**DOCUMENT SECTION:**
--- START ---

Sheffield Island Light is a historic lighthouse located at the southern end of the Norwalk Islands in Norwalk, Connecticut. It marks the west side of the mouth of the Norwalk River on northern Long Island Sound.

==History==
The island, at the time known as "White Island", was purchased by Captain Robert Sheffield in 1804 for $6000. In 1826 Gershom Smith, Sheffield's son in law, sold 4 of the island's 53 acre at the southwest point to the United States government for the purpose of building a lighthouse. Smith would serve as the first keeper for the light which was completed in 1828. At the time the island was known as Smith Island. The first light originally ran on oil.

In 1857 the light was upgraded to a fourth-order Fresnel lens. The original 30 ft tower was replaced by a Victorian style limestone (masonry) dwelling, with a 44 ft high light tower in the gable, in 1868. The Fresnel lens from 1857 was moved into the new structure and with a focal plane 51 ft above water it was visible for more than 12 mi. The lighthouse is of the same design as lighthouses at Great Captain Island and Morgan Point in Connecticut; Old Field Point Light and Plum Island in New York; and Block Island North in Rhode Island.

--- END ---

**DATA SEGMENT:**

--- START ---

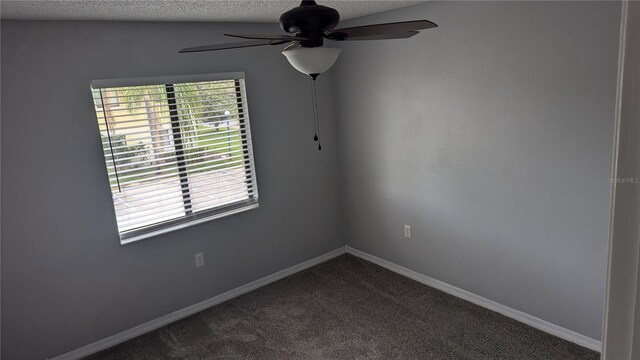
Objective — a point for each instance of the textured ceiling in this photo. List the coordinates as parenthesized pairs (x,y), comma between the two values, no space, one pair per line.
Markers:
(181,10)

--- END ---

**WHAT NEEDS TO BE DONE:**
Carry on the Sheffield Island Light article from the point where it ends. The listing has nothing to do with what you are asked to do here.

**WRITTEN REPLY:**
Greens Ledge Light was built to the west of Sheffield in 1900 and was better located to warn ships of the rocks and shoals on the approach to Sheffield Island harbor and Norwalk harbor. Sheffield Island Light was then deactivated in 1902. Sheffield Island Lighthouse was put up for sale in 1914 and purchased by Thorsten O. Stabell. In 1986 the 118-year-old structure was purchased by the Norwalk Seaport Association for renovation and restoration. In 1989 the lighthouse was placed on the National Register of Historic Places. In 1993 an electric generator was added to the structure. In the fall of that year, a great storm flooded the basement of the building and artifacts were lost or destroyed. In 2002 the Seaport association started ferry service to the island, which is still running. In October 2011 the lighthouse was re-lit by a solar powered system installed to replace the gasoline generator system. The beacon is focused only on the Norwalk side and is not intended for use as navigation.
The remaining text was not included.